The data:
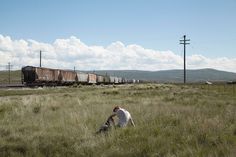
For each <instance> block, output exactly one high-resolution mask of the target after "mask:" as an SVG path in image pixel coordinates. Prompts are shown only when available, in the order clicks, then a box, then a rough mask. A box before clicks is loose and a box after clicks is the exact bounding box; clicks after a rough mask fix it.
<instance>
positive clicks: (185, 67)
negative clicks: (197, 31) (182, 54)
mask: <svg viewBox="0 0 236 157" xmlns="http://www.w3.org/2000/svg"><path fill="white" fill-rule="evenodd" d="M179 41H180V44H183V45H184V83H186V53H185V51H186V45H188V44H190V43H187V42H188V41H190V39H186V35H184V40H179Z"/></svg>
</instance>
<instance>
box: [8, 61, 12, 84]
mask: <svg viewBox="0 0 236 157" xmlns="http://www.w3.org/2000/svg"><path fill="white" fill-rule="evenodd" d="M12 66H13V65H11V63H10V62H8V65H7V69H8V83H9V84H10V83H11V67H12Z"/></svg>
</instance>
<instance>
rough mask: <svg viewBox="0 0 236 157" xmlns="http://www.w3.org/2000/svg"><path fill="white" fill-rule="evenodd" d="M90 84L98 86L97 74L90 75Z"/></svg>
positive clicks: (91, 74)
mask: <svg viewBox="0 0 236 157" xmlns="http://www.w3.org/2000/svg"><path fill="white" fill-rule="evenodd" d="M88 83H89V84H96V83H97V75H96V74H90V73H89V74H88Z"/></svg>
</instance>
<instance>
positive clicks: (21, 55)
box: [0, 35, 236, 72]
mask: <svg viewBox="0 0 236 157" xmlns="http://www.w3.org/2000/svg"><path fill="white" fill-rule="evenodd" d="M39 50H42V52H43V60H42V65H43V66H44V67H50V68H65V69H73V67H74V66H76V68H77V69H80V70H102V69H116V70H119V69H125V70H151V71H154V70H167V69H182V67H183V59H182V57H181V56H179V55H177V54H175V53H174V52H172V51H170V50H167V51H158V50H152V49H145V48H143V47H142V46H139V45H135V44H133V45H125V44H124V43H122V42H120V41H117V42H114V43H111V44H110V45H109V46H107V47H103V46H97V45H93V46H88V45H86V44H85V43H83V42H82V41H81V40H80V39H78V38H76V37H74V36H72V37H70V38H68V39H56V40H55V42H54V43H52V44H49V43H42V42H38V41H35V40H23V39H21V40H13V39H11V38H10V37H9V36H3V35H0V64H1V65H5V64H7V63H8V62H11V63H12V64H13V65H14V66H15V67H18V68H20V67H22V66H26V65H32V66H38V65H39ZM235 67H236V58H226V57H223V58H207V57H205V56H203V55H200V54H195V55H191V56H188V57H187V68H189V69H200V68H215V69H219V70H226V71H233V72H236V68H235Z"/></svg>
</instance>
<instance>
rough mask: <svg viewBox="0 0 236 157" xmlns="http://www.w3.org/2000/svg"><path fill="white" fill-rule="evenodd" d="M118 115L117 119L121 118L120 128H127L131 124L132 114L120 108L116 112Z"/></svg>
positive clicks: (115, 113) (119, 121) (119, 122)
mask: <svg viewBox="0 0 236 157" xmlns="http://www.w3.org/2000/svg"><path fill="white" fill-rule="evenodd" d="M114 113H115V114H116V115H117V117H118V118H119V122H118V125H119V126H120V127H125V126H126V125H127V124H128V122H129V120H130V119H131V115H130V113H129V112H128V111H127V110H125V109H123V108H119V109H118V110H117V111H116V112H114Z"/></svg>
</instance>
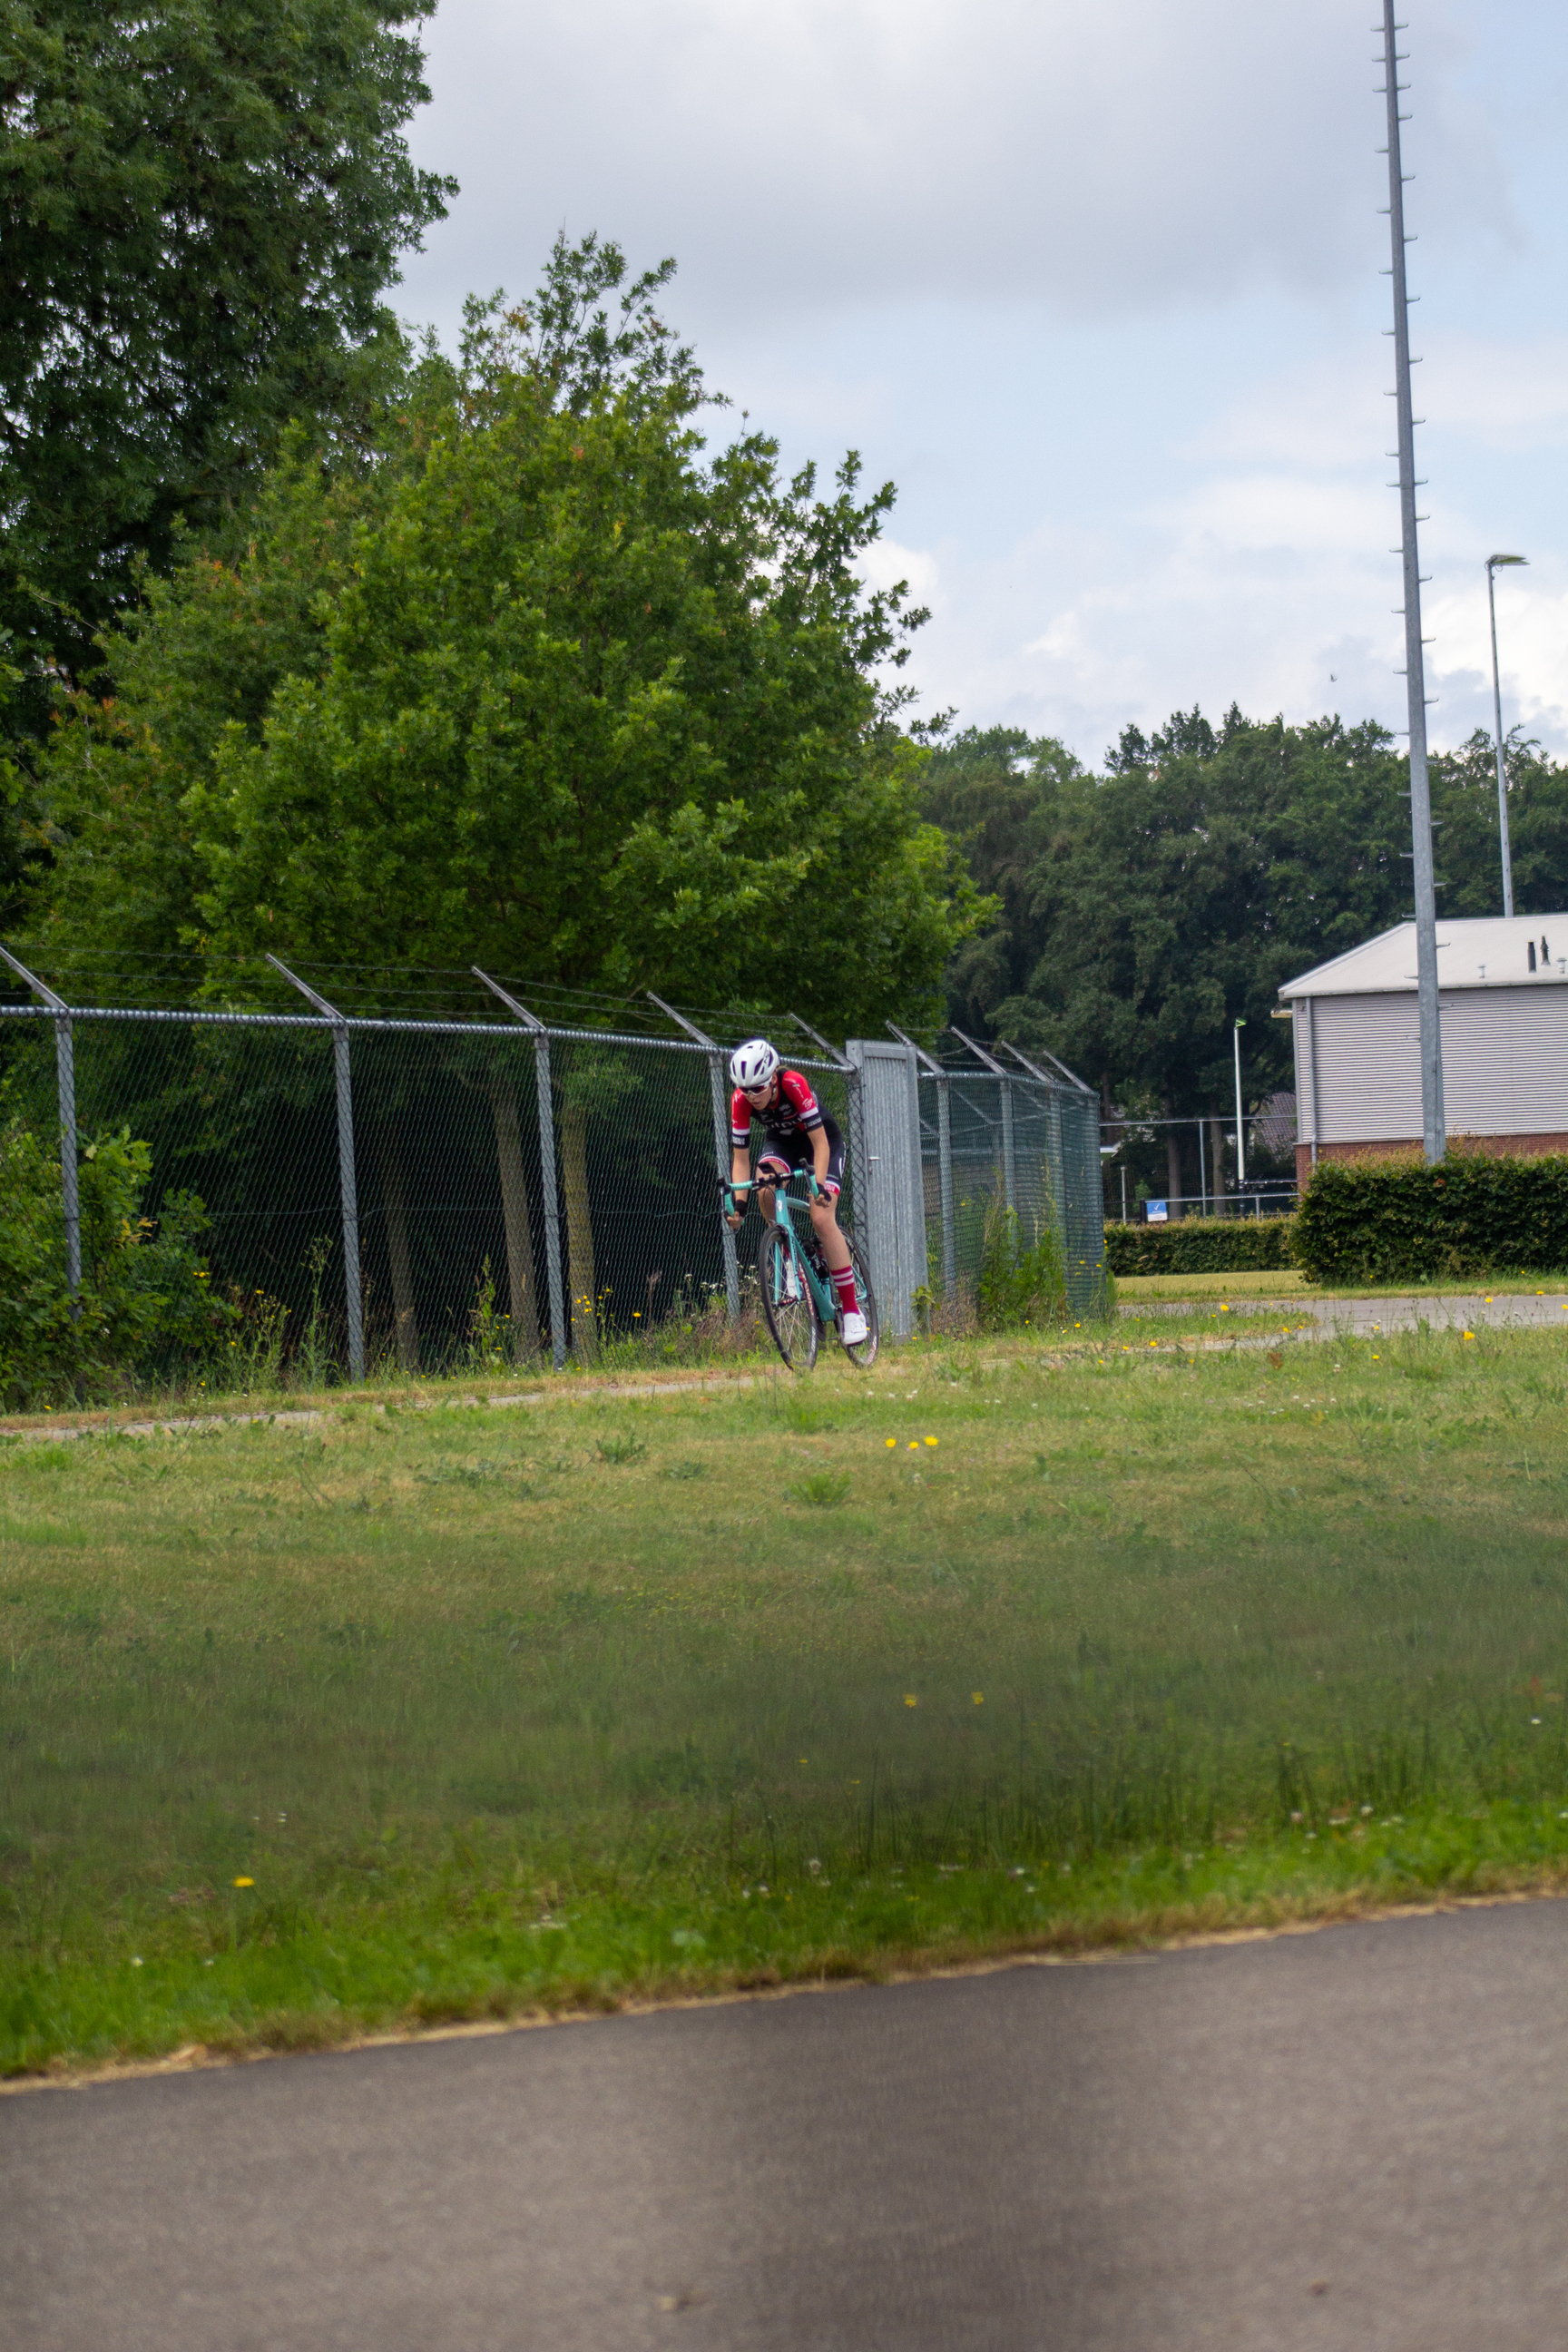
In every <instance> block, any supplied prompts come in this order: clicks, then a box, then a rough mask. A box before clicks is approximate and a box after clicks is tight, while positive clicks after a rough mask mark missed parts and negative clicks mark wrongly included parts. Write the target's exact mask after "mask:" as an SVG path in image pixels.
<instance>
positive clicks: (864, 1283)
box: [839, 1225, 879, 1371]
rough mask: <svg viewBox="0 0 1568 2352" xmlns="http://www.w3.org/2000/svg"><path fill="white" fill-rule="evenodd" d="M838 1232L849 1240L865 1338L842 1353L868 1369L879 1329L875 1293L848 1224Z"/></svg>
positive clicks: (856, 1289) (840, 1227)
mask: <svg viewBox="0 0 1568 2352" xmlns="http://www.w3.org/2000/svg"><path fill="white" fill-rule="evenodd" d="M839 1232H842V1235H844V1240H846V1242H849V1263H851V1265H853V1270H856V1305H858V1308H860V1312H863V1315H865V1338H863V1341H856V1345H853V1348H844V1355H846V1357H849V1362H851V1364H858V1367H860V1371H870V1369H872V1364H875V1362H877V1338H879V1331H877V1294H875V1289H872V1277H870V1268H867V1263H865V1251H863V1249H860V1244H858V1242H856V1237H853V1232H851V1230H849V1225H839ZM842 1322H844V1317H839V1327H842Z"/></svg>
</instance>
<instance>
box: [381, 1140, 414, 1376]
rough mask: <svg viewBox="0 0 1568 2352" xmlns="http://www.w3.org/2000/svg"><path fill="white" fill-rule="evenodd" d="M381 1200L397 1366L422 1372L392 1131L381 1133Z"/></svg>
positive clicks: (405, 1216)
mask: <svg viewBox="0 0 1568 2352" xmlns="http://www.w3.org/2000/svg"><path fill="white" fill-rule="evenodd" d="M381 1197H383V1202H386V1254H388V1261H390V1265H393V1315H395V1319H397V1362H400V1364H402V1369H404V1371H409V1374H411V1371H418V1324H416V1319H414V1272H411V1268H409V1218H407V1211H404V1204H402V1150H400V1145H397V1134H395V1129H390V1127H383V1129H381Z"/></svg>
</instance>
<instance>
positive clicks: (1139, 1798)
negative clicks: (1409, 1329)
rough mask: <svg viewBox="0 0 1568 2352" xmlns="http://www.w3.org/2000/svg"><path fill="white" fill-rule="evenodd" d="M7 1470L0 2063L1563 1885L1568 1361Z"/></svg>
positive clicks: (838, 1381)
mask: <svg viewBox="0 0 1568 2352" xmlns="http://www.w3.org/2000/svg"><path fill="white" fill-rule="evenodd" d="M538 1395H541V1399H543V1402H529V1404H520V1406H484V1404H477V1406H475V1404H458V1402H447V1404H442V1402H433V1397H425V1402H423V1409H416V1406H414V1399H404V1402H402V1404H397V1402H393V1404H383V1406H378V1404H374V1402H371V1399H362V1402H355V1399H348V1397H339V1399H334V1404H331V1411H329V1414H327V1416H324V1418H322V1421H320V1423H317V1425H306V1428H287V1425H249V1428H244V1425H223V1428H214V1430H197V1432H190V1430H188V1432H176V1435H162V1437H146V1439H139V1437H125V1435H110V1432H94V1435H85V1437H78V1439H75V1442H63V1439H54V1442H38V1437H31V1435H24V1432H12V1435H9V1437H5V1439H0V1691H2V1698H0V2067H5V2070H7V2072H26V2070H38V2067H47V2065H59V2063H66V2060H71V2063H92V2060H106V2058H129V2056H155V2053H162V2051H172V2049H179V2046H190V2044H205V2046H207V2049H214V2051H226V2049H244V2046H303V2044H315V2042H331V2039H343V2037H350V2034H355V2032H364V2030H386V2027H397V2025H418V2023H430V2020H447V2018H482V2016H510V2013H520V2011H529V2009H536V2006H545V2009H559V2006H571V2004H614V2002H621V1999H632V1997H656V1994H670V1992H679V1990H703V1987H733V1985H766V1983H783V1980H799V1978H820V1976H853V1973H879V1971H889V1969H896V1966H929V1964H933V1962H957V1959H964V1957H976V1955H987V1952H1006V1950H1023V1947H1051V1945H1056V1947H1079V1945H1093V1943H1103V1940H1124V1938H1138V1936H1157V1933H1171V1931H1180V1929H1201V1926H1222V1924H1248V1922H1269V1919H1281V1917H1291V1915H1312V1912H1324V1910H1333V1907H1342V1905H1359V1903H1380V1900H1401V1898H1420V1896H1422V1893H1432V1891H1441V1889H1469V1891H1476V1889H1495V1886H1509V1884H1549V1882H1554V1877H1556V1875H1559V1872H1563V1870H1568V1724H1566V1715H1568V1710H1566V1708H1563V1691H1566V1689H1568V1682H1566V1677H1568V1557H1566V1550H1563V1498H1566V1491H1568V1484H1566V1482H1568V1470H1566V1468H1563V1461H1566V1456H1563V1439H1566V1437H1568V1338H1559V1336H1556V1334H1488V1331H1481V1334H1476V1338H1472V1341H1462V1338H1460V1336H1410V1338H1396V1341H1380V1343H1302V1341H1295V1343H1293V1345H1291V1348H1286V1350H1269V1348H1267V1345H1260V1348H1251V1350H1248V1348H1234V1350H1201V1348H1197V1345H1190V1348H1182V1345H1180V1341H1175V1343H1173V1338H1171V1327H1168V1324H1164V1327H1161V1331H1159V1345H1150V1343H1147V1341H1140V1345H1138V1348H1135V1350H1131V1348H1128V1327H1126V1324H1119V1327H1114V1329H1112V1331H1103V1334H1081V1336H1077V1338H1074V1341H1072V1345H1056V1348H1041V1345H1039V1343H1027V1345H1025V1343H1023V1341H1009V1343H947V1345H943V1343H931V1345H929V1348H912V1350H905V1352H900V1355H896V1357H884V1362H882V1364H879V1367H877V1369H875V1374H872V1376H870V1378H865V1376H856V1374H849V1371H842V1369H835V1367H825V1369H823V1371H818V1376H816V1378H813V1381H811V1383H795V1385H792V1383H790V1381H788V1376H783V1374H780V1376H771V1374H759V1376H755V1378H752V1385H745V1388H741V1385H729V1388H724V1390H719V1392H715V1395H703V1392H696V1390H684V1392H677V1395H656V1397H644V1399H630V1397H609V1395H602V1392H597V1390H595V1388H592V1385H590V1383H569V1385H557V1388H545V1383H541V1390H538Z"/></svg>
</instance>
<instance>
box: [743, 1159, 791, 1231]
mask: <svg viewBox="0 0 1568 2352" xmlns="http://www.w3.org/2000/svg"><path fill="white" fill-rule="evenodd" d="M769 1169H776V1171H778V1174H780V1176H783V1178H785V1183H788V1181H790V1162H788V1160H785V1155H783V1152H778V1150H773V1148H771V1145H769V1148H766V1150H764V1152H762V1157H759V1160H757V1167H755V1171H752V1178H755V1183H757V1207H759V1209H762V1214H764V1218H766V1221H769V1225H771V1223H773V1214H776V1209H773V1185H771V1183H766V1171H769Z"/></svg>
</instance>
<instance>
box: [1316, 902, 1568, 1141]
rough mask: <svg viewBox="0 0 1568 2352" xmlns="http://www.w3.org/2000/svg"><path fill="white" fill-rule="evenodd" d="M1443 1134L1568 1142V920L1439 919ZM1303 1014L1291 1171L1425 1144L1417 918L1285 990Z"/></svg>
mask: <svg viewBox="0 0 1568 2352" xmlns="http://www.w3.org/2000/svg"><path fill="white" fill-rule="evenodd" d="M1436 978H1439V1007H1441V1035H1443V1108H1446V1117H1448V1134H1450V1136H1453V1138H1455V1141H1458V1138H1460V1136H1474V1138H1476V1141H1483V1143H1486V1145H1488V1148H1490V1150H1497V1152H1556V1150H1568V915H1514V917H1509V920H1505V917H1502V915H1497V917H1495V920H1493V917H1488V920H1483V922H1439V929H1436ZM1279 995H1281V1000H1284V1002H1286V1007H1288V1009H1291V1014H1293V1021H1295V1112H1298V1124H1295V1174H1298V1181H1300V1183H1307V1176H1309V1174H1312V1167H1314V1162H1316V1160H1361V1157H1368V1155H1373V1152H1396V1150H1401V1148H1410V1150H1420V1134H1422V1120H1420V1056H1418V1018H1415V924H1413V922H1401V924H1399V929H1394V931H1382V936H1380V938H1368V941H1366V946H1363V948H1352V950H1349V955H1335V960H1333V962H1331V964H1319V967H1316V971H1302V976H1300V978H1298V981H1286V985H1284V988H1281V990H1279Z"/></svg>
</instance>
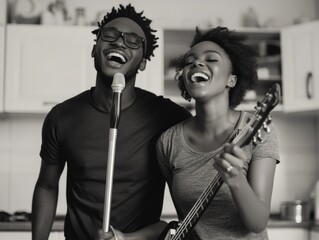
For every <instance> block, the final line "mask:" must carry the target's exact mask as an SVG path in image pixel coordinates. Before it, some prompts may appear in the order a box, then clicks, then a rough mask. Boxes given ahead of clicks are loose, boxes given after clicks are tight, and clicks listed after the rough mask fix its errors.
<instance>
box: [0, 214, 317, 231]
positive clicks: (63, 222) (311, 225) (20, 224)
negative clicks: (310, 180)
mask: <svg viewBox="0 0 319 240" xmlns="http://www.w3.org/2000/svg"><path fill="white" fill-rule="evenodd" d="M63 227H64V217H63V216H58V217H57V218H56V220H55V221H54V223H53V226H52V231H63ZM267 227H268V228H307V229H311V230H315V231H319V221H304V222H301V223H296V222H294V221H285V220H281V219H280V216H279V215H272V216H270V218H269V221H268V226H267ZM0 231H31V222H29V221H20V222H0Z"/></svg>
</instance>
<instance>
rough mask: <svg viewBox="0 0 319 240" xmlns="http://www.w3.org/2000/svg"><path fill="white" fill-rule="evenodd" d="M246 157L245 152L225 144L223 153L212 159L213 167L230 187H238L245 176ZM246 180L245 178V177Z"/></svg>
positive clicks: (232, 145)
mask: <svg viewBox="0 0 319 240" xmlns="http://www.w3.org/2000/svg"><path fill="white" fill-rule="evenodd" d="M245 164H247V157H246V154H245V152H244V151H243V150H242V149H241V148H240V147H238V146H236V145H234V144H226V145H225V146H224V148H223V151H222V152H221V153H220V154H218V155H217V156H216V157H215V158H214V167H215V168H216V169H217V170H218V171H219V173H220V174H221V176H222V178H223V180H224V182H225V183H226V184H228V185H229V186H230V187H235V186H238V184H239V183H240V181H239V180H240V179H243V177H245V175H246V171H247V169H245V168H244V167H245ZM245 178H246V177H245Z"/></svg>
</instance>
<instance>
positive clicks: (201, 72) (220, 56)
mask: <svg viewBox="0 0 319 240" xmlns="http://www.w3.org/2000/svg"><path fill="white" fill-rule="evenodd" d="M182 77H183V80H184V84H185V87H186V90H187V91H188V93H189V94H190V95H191V97H192V98H194V99H195V100H196V101H203V100H205V99H211V98H213V97H216V96H219V95H224V94H228V90H229V88H227V86H230V85H229V82H230V81H231V79H232V78H234V75H232V65H231V61H230V59H229V57H228V55H227V53H226V52H225V51H224V49H222V48H221V47H220V46H219V45H217V44H216V43H214V42H210V41H203V42H200V43H198V44H196V45H195V46H193V47H192V48H191V49H190V51H189V52H188V53H187V54H186V57H185V61H184V69H183V73H182Z"/></svg>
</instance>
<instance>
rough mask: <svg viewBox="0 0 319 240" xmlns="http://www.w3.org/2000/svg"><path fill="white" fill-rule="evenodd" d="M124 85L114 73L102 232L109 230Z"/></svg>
mask: <svg viewBox="0 0 319 240" xmlns="http://www.w3.org/2000/svg"><path fill="white" fill-rule="evenodd" d="M124 87H125V78H124V75H123V74H121V73H116V74H115V75H114V77H113V82H112V89H113V96H112V108H111V116H110V130H109V148H108V161H107V173H106V184H105V199H104V212H103V233H106V232H108V231H109V228H110V212H111V197H112V186H113V171H114V159H115V149H116V140H117V127H118V124H119V121H120V113H121V97H122V95H121V93H122V90H123V89H124Z"/></svg>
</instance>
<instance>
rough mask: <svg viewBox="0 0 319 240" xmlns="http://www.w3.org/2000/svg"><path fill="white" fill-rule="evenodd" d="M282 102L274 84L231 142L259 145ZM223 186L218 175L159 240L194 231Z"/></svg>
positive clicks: (242, 144) (278, 87)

Exercise instructions:
Rewrite the lines from the one that contains "1232L849 1240L865 1338L842" through the one that contains "positive clicks: (856, 1289) (840, 1227)" as a numbered list, leaving out any blank lines.

Written response:
1. rough mask: <svg viewBox="0 0 1568 2352" xmlns="http://www.w3.org/2000/svg"><path fill="white" fill-rule="evenodd" d="M838 1232L849 1240L865 1338L842 1353L868 1369L879 1329L875 1293L848 1224Z"/></svg>
2. positive clicks: (856, 1289) (840, 1227)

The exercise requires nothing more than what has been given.